** start of Text extract **
The following is a conversation (one of many on the same topic), which i had with my mom, just the other day. I just wanted to share the words with you and see if you can possibly relate to it, maybe find more moms like this.
I take out my cell(N73 mind you), dial the top most number on my dialled numbers list, the phone rings …..tring tring…
MoM: Heylo

Me: Hi, Wassup ?

MoM: What was that again?

Me: Ok, Hi! How are you?

MoM: Am fine. The same old boring life you know. What are you doing?

Me: Oh, am just returning home from office. Too much work at office these days you know. Deadlines have to be met
and…

MoM: …and obviously you have been partying around when you should have been working and now you have  to stay late and work.
Me: It’s not late MoM, its only 11 pm now. More than an hour to midnight. And we anyways have dinner at midnight. You see, dinner at midnight is actually auspicious in a way.

MoM: OK , Don’t act smart with me. Did you have your dinner?

Me: Is my voice clear on that side? I just said am returning  home from office.

MoM: Duh!! You gonna eat out again or you gonna cook now? Don’t eat out so much. It’s not good for you.

Me: I think we gonna cook something up. I don’t eat much outside.

MoM: I know what you eat and how you love eating out. Anyways, are your roommates back yet? What are you gonna cook?

Me: Ok, mom..stop! I haven’t even stepped into the home. God knows, whats going on inside. Will answer this tomorrow ,ok?

MoM: Do as you wish! Remember, there’s no one there to take care of you.

Me: I know that. (regretting the call now). Can we talk something else. After a tiring day at office, you don’t help much.

MoM: Ok, So where were you over the weekend? You were supposed to call.

Me: Ohh…weekend eh? Friday night i went for a movie with friends. 2012 you know, end of the world and stuff.

MoM: I thought you said, you had work?

Me: Yeah, but that was friday night, and all my friends were going?

MoM: So when did you return?

Me: Umm…lets see…around 2am ( Scratching head to come up with an appropriate time , it was 3 am when i had returned)
** end of Text extract **
Problem 1:
Show every line of the entries that contains the word "green". Case counts.
The phone conversation above has no connection to the entries that follow.
** start of Items **
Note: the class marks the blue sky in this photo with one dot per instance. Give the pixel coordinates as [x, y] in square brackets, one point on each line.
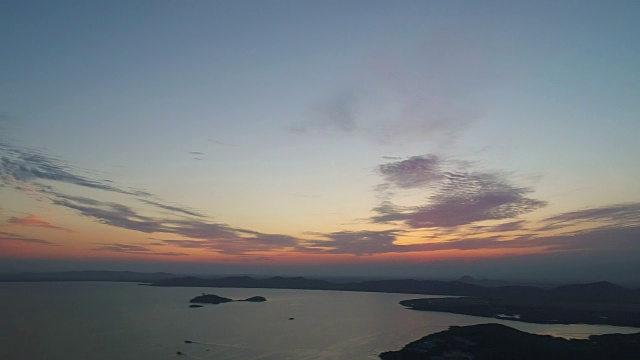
[292, 136]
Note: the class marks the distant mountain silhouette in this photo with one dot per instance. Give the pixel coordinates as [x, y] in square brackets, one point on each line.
[601, 291]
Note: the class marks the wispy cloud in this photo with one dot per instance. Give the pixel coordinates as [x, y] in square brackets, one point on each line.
[5, 236]
[36, 221]
[134, 249]
[622, 214]
[416, 171]
[240, 245]
[459, 197]
[24, 167]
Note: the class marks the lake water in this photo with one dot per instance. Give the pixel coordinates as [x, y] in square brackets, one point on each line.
[102, 320]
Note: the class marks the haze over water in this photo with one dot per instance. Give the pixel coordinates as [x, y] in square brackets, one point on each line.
[91, 320]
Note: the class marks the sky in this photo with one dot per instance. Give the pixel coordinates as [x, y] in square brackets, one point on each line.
[425, 139]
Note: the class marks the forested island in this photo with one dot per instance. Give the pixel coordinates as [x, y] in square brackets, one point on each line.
[499, 342]
[600, 303]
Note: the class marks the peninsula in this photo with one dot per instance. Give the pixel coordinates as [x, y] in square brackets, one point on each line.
[499, 342]
[600, 303]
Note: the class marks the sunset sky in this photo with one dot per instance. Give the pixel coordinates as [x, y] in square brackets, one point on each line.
[387, 138]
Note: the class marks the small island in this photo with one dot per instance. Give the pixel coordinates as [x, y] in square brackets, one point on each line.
[500, 342]
[255, 299]
[215, 299]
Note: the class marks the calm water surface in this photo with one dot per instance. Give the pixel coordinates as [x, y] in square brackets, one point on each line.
[98, 320]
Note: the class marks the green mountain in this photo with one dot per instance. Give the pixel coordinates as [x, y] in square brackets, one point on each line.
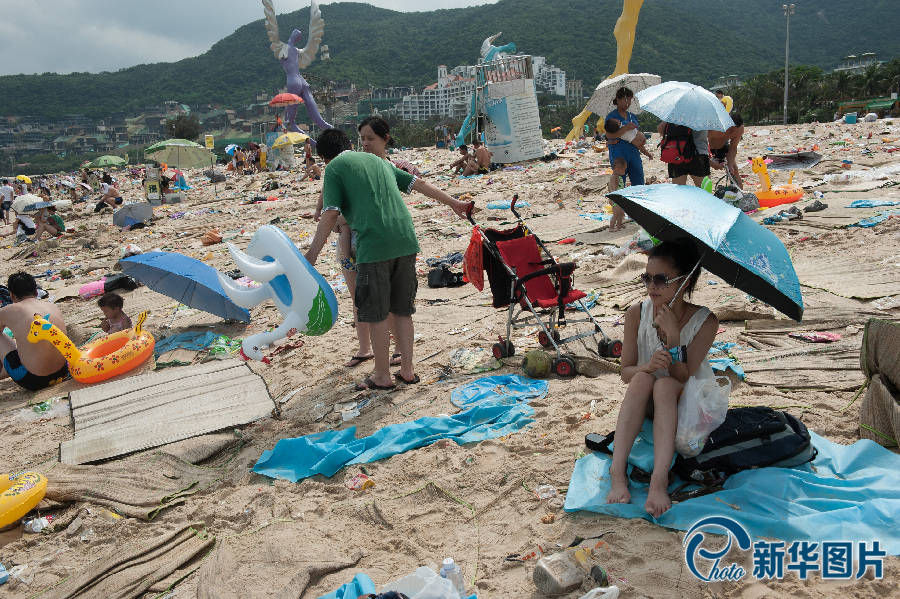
[695, 41]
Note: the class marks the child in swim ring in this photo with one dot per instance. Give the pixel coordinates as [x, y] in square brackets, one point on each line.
[633, 136]
[116, 320]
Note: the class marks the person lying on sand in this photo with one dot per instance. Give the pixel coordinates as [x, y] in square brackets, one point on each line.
[631, 135]
[655, 379]
[33, 366]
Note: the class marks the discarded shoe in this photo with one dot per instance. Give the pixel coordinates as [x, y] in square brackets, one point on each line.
[816, 207]
[368, 384]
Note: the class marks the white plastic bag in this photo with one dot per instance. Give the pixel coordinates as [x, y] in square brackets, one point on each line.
[424, 583]
[701, 410]
[602, 593]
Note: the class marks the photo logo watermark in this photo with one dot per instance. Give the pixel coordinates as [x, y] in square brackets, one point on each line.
[832, 560]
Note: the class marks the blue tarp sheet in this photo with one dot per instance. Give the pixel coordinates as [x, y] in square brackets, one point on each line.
[501, 389]
[505, 204]
[329, 451]
[601, 216]
[872, 203]
[848, 493]
[360, 585]
[195, 341]
[874, 220]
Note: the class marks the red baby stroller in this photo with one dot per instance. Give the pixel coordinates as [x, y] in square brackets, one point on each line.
[524, 276]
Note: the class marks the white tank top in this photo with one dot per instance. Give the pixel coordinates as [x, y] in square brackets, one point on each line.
[648, 340]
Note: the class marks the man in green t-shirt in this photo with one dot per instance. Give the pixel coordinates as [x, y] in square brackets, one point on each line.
[366, 190]
[49, 222]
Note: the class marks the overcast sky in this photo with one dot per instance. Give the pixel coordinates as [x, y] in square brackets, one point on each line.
[65, 36]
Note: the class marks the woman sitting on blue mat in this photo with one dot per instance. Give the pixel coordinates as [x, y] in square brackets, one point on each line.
[666, 343]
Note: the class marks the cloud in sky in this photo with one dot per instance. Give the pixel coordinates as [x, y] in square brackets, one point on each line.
[66, 36]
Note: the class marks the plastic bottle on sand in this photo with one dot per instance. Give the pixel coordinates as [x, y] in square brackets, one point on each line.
[450, 570]
[602, 593]
[561, 572]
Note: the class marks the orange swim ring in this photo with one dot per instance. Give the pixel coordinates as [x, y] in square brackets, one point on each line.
[101, 359]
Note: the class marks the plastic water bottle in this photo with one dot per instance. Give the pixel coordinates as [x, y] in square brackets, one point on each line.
[450, 570]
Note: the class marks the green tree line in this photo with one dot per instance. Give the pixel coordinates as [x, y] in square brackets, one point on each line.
[696, 41]
[813, 95]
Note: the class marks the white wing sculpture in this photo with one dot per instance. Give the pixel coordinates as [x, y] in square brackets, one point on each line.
[316, 29]
[293, 60]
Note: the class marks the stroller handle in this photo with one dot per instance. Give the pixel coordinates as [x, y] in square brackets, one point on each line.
[512, 206]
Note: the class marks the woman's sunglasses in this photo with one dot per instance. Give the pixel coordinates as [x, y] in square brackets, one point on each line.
[659, 281]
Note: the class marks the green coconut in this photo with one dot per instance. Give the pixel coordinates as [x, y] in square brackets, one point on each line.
[537, 364]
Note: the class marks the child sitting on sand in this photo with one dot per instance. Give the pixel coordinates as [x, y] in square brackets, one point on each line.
[633, 136]
[616, 182]
[655, 378]
[116, 320]
[312, 171]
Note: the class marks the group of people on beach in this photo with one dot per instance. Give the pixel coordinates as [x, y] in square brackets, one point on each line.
[361, 201]
[477, 162]
[655, 371]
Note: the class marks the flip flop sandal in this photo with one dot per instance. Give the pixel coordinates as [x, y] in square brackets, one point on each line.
[412, 381]
[356, 361]
[816, 206]
[367, 384]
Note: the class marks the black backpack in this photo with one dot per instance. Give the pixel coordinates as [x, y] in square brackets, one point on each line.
** end of Items **
Problem 2:
Take the phone conversation with Mom further, picking up after its last line.

Final result 1:
Note: the class marks the green mountain in this photo with one dot per instance. Give the pixel coordinates as [x, y] in square brackets, one point on each line.
Note: the class marks the man in green t-shirt in this photo with one dot per instance. Give the pixel coordinates as [x, y] in square brackets, one point on each line.
Note: the class marks the green tree line in this photo with one dot per instance. Give the pixel coordinates as [x, y] in square brackets, one point on each line.
Note: the class marks the green coconut in this photo with one dot per instance. Give the pixel coordinates as [x, y] in square brackets, one point on each line.

Final result 2:
MoM: Aah..am fed up of you and your late night parties. 2am you said?

Me: It was not a party. Just a long long movie.

MoM: Duh??

Me: Ok, so i overslept till noon on saturday. Then we had lunch around 5. Then i wanted to call you , thought would do that at night, but went to a friend’s place and stayed till late.

MoM: What friend??

Me: Ok, i went to supriya’s place. She called. I went. (I can’t tell her of the  drinking party, and supriya’s place is the safest place in Hyderabad. Oh, btw, sup is my very old school friend, so you see…trust and all )

MoM: Tell me, do you smoke?

Me: MoM???

MoM: It’s pretty cool. I mean you might just do it for maaroing style, in front of those girls of yours.

Me: I don’t have any girls of “yours”.

MoM: yeah, yeah, i know…thats what you said in college too. And each time you came back home, you had a new girl to talk about.

Me: First of all, i did not have a different girl each time. And secondly MoM, they were all friends of mine.

MoM: Accha, then what of those heartbreaks?

Me: Ok, not all of them were friends…so what?

MoM: Speaking of which, what’s that girl doing these days….you know who?

Me: I don’t wanna talk about her, you know that.

MoM: Hehe, its fun teasing you.

Me: (totally irritated now) Are you done then?

MoM: Ok , sorry. So what else? Any girls you going around with these days?

Me: No One, there’s none in hyde.

MoM: Does that mean you have girls outside Hyde. Is that the reason you went to Delhi for 4 days, last time you came here.

MeMoM……noooo. No girls anywhere. I went to see Rajat , you know that. Wanna talk to him?

MoM: Yeah, do give me his number. Also i called your friend Tauseef.

MeAnd i know what you asked him.

MoM Hehe, ok so at this supriya’s place?…were you alone with her?

Me: No, she has 2 room mates and a friend too, a Bengali mind you and before you start over, i don’t like Bengali
girls.

MoM: I know that. So these other 2 girls, how are they?

Me: MoM, i know what you are getting at. The answer is No, i am not hitting at them.

MoM: You know, you are a useless guy, can’t get one girl for yourself in what 2 years now.

Me: It’s actually 1.5 years, and i am happy the way i am.

MoM: You are wasted, you know that? Tell me, do you drink…soemtimes maybe? Does supriya drink?

Me: (Almost crying).…..Noooo Mom, i never even go near drinks. And supriya’s a nice girl. Mom, please maaf kar do.

MoM: Hmmmmm

Me: And why don’t you set me up with some girl. Surely there must be some beautiful girl of some of the many
useless friends you got back there.

MoM: Why should i? You find a girl for yourself. Next thing, you’ll curse me for setting you up with this totally wrong girl.

Me : Oh, i won’t…promise, i won’t. Set me up? Give me a phone number or just an email-id. I will take care of the rest.

MoM: Isn’t your home reached yet?

Me: Am at home already.

MoM: So, go and eat something first you moron. Girls can wait for you.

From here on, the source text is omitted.